[Entries taken from a collection]
::::::::

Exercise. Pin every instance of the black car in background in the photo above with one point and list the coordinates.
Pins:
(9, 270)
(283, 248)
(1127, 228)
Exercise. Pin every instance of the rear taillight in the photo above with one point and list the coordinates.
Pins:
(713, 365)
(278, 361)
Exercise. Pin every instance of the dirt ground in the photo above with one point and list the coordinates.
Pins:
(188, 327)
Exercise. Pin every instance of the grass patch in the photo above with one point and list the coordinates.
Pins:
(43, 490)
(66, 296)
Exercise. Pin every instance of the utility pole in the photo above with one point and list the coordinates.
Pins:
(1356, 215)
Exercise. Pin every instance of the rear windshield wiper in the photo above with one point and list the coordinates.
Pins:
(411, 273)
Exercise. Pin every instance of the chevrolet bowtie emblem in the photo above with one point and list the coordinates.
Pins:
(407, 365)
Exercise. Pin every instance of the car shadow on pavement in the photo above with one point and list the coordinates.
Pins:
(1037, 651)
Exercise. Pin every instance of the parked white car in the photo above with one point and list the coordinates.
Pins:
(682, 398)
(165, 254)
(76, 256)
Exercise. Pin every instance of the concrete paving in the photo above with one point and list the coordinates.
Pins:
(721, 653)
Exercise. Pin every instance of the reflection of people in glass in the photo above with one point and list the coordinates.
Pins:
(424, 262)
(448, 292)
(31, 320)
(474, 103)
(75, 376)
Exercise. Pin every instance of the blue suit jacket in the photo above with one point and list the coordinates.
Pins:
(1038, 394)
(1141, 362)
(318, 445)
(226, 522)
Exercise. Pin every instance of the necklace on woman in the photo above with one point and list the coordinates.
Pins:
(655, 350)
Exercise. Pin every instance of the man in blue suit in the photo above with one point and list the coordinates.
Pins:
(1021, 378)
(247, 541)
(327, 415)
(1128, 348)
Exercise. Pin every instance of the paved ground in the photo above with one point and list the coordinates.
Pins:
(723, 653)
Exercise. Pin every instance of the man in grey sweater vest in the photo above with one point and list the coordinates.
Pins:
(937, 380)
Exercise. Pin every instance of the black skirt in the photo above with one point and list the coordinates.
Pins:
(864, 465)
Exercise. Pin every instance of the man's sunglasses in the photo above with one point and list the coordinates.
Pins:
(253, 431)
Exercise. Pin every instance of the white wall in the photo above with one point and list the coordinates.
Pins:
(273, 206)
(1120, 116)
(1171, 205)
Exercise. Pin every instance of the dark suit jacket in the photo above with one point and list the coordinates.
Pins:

::::::::

**Description of the task**.
In this exercise, repeat the entries above verbatim.

**Solution to the problem**.
Exercise. Pin every instance of the black car in background in the photo above with one point and list the coordinates.
Pins:
(9, 270)
(283, 248)
(1127, 228)
Exercise. Pin every instance of the rear taillight in the photo above with one point and list the coordinates.
Pins:
(713, 365)
(278, 361)
Exercise. Pin every instance of the dirt ground in the photo above with one point and list the coordinates.
Pins:
(188, 327)
Exercise. Pin every instance of the grass patch in the photo above with one point and list the coordinates.
Pins:
(43, 490)
(66, 296)
Exercise. Pin every instance of the utility pole in the photo above with one point and list the coordinates.
Pins:
(1356, 215)
Exercise. Pin every instance of the rear windshield wiper in the photo above with one point and list the coordinates.
Pins:
(411, 273)
Exercise. Pin every instance of the chevrolet bowtie emblem in the photo above with one point and list the coordinates.
Pins:
(407, 365)
Exercise. Pin every instance of the car shadow on pavement in the photo above with one point and list the coordinates.
Pins:
(1037, 651)
Exercise. Pin every instance of the parked white car in the photo above with one point and list the coordinates.
Pins:
(682, 398)
(165, 254)
(76, 256)
Exercise. Pin every instance of the concrete paving in the photo above with one point and list the coordinates.
Pins:
(721, 653)
Exercise. Pin every instance of the reflection of people in glass in the photo above with one point and list the coordinates.
Pins:
(424, 262)
(448, 292)
(31, 320)
(474, 103)
(75, 376)
Exercise. Pin every instance of the blue suit jacket in the photo above with one point and list the coordinates.
Pins:
(1038, 394)
(1141, 362)
(318, 445)
(226, 522)
Exercise. Pin every instance of the necklace on woman in the photo above with one point and list the coordinates.
Pins:
(655, 350)
Exercise. Pin every instance of the man in blue suit in the photo above with one point and list the coordinates.
Pins:
(1021, 378)
(247, 541)
(327, 415)
(1128, 348)
Exercise. Pin every instance of the paved ground in the photo above with one point and list the coordinates.
Pins:
(723, 653)
Exercise. Pin every instance of the man in grey sweater vest in the photo above with one point and list the coordinates.
Pins:
(937, 380)
Exercise. Pin every instance of the black skirt in the photo above with one point and list the coordinates.
Pins:
(864, 465)
Exercise. Pin every instance of the man's sunglasses in the photo above with one point and list the coordinates.
Pins:
(253, 431)
Exercise. Pin every instance of the white wall in the photo above with one point and list the coordinates.
Pins:
(273, 206)
(1120, 116)
(1171, 205)
Exercise. Pin every instance of the dark suit jacket in the photo above with one point and list the coordinates.
Pins:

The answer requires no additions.